» **Exercise**:
Copy the following records word for word, keeping every line as it is.

--- Exercise materials ---

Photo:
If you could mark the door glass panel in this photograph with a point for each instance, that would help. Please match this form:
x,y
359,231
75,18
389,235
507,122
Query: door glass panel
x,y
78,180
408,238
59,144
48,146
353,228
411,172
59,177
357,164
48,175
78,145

---

» **Right answer**:
Photo:
If you could mark the door glass panel in this photograph with a point for each instance, that would help. Please match this form:
x,y
359,231
75,18
389,235
507,122
Query: door glass panel
x,y
78,180
408,238
59,144
48,146
353,228
411,172
59,177
357,164
48,175
78,145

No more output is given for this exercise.